Which lines in the rows below contain the string "pendant"? Collect each of them, copied in full.

╭──

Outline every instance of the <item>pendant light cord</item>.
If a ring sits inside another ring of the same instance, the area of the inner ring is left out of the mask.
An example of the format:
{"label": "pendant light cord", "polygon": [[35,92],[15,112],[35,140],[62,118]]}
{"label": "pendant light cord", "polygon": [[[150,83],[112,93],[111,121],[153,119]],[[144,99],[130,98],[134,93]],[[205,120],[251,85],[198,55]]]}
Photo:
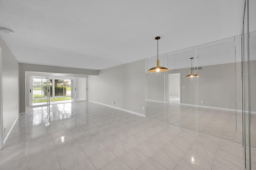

╰──

> [FINISHED ANSWER]
Outline every instance of the <item>pendant light cord</item>.
{"label": "pendant light cord", "polygon": [[35,92],[15,112],[35,140],[62,118]]}
{"label": "pendant light cord", "polygon": [[[150,83],[112,93],[111,121],[153,119]],[[144,99],[130,98],[134,93]],[[205,120],[251,85],[198,55]]]}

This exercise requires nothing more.